DOCUMENT PASSAGE =
● ● ● ● ●
Wolf Hollow holds permits from US Fish and Wildlife Service and Washington Department of Fish and Wildlife to keep a small number of un-releasable birds to take part in educational outreach programs. We currently have two resident birds.
Aspen – a male Rough-legged Hawk
His coloring showed that he was in his first year. Young birds are better candidates for training as education birds so we decided to get permission to keep him as part of our educational outreach program.
In November 1995 Aspen was found sitting on the ground in a field on Orcas Island, unable to fly. He was very close to power lines, so we guess that he flew into the lines and injured his wing. Radiographs showed a break close to the wrist joint in his right wing, which was too close to the joint to be surgically repaired. The break healed, but calcified so that the joint was stiff and he was unable to fly more than a few feet, so he couldn’t be released back into the wild
Madrona – a female Red-tailed Hawk
Madrona arrived at Wolf Hollow in October 1998 after being hit by a truck on Highway 20 near Anacortes. She had a break close to the shoulder joint of her right wing. The break was too close to the joint to be surgically repaired, but our vet removed bone fragments to stabilize the injury and prevent further damage to tissue. Sadly, it healed with impaired mobility in the shoulder joint, so she could never fly well enough to hunt in the wild.
● ● ● ● ●
DATA SUPPLIED =
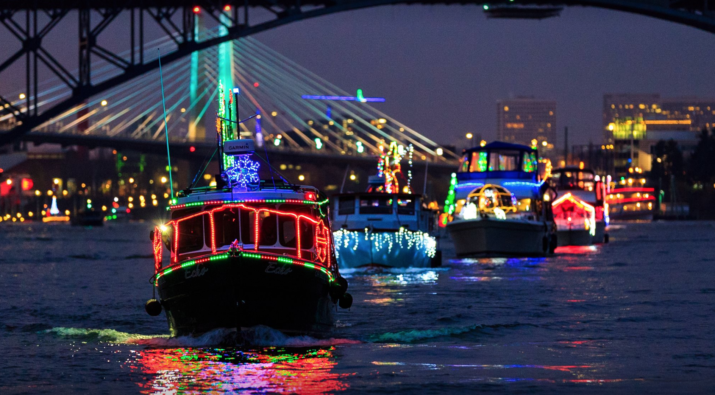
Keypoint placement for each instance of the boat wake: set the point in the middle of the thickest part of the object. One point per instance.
(416, 335)
(388, 270)
(259, 336)
(101, 335)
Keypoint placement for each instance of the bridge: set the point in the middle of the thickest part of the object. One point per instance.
(101, 69)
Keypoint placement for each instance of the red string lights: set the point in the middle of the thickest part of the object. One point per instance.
(322, 232)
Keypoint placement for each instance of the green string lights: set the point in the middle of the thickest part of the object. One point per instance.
(248, 255)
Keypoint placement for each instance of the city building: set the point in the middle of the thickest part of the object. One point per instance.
(693, 113)
(626, 106)
(526, 120)
(634, 123)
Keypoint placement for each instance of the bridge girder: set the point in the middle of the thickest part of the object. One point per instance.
(694, 13)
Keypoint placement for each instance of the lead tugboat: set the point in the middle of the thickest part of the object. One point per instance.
(499, 203)
(385, 226)
(246, 252)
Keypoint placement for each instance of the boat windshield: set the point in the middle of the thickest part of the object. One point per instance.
(499, 160)
(564, 179)
(286, 229)
(375, 205)
(489, 201)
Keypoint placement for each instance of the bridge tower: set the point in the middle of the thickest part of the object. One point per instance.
● ● ● ● ●
PROBLEM DETAILS =
Please update the stretch of the Wolf Hollow passage from "Wolf Hollow holds" through "educational outreach program." and write it out again with "resident birds" changed to "ambassador birds".

SOLUTION =
Wolf Hollow holds permits from US Fish and Wildlife Service and Washington Department of Fish and Wildlife to keep a small number of un-releasable birds to take part in educational outreach programs. We currently have two ambassador birds.
Aspen – a male Rough-legged Hawk
His coloring showed that he was in his first year. Young birds are better candidates for training as education birds so we decided to get permission to keep him as part of our educational outreach program.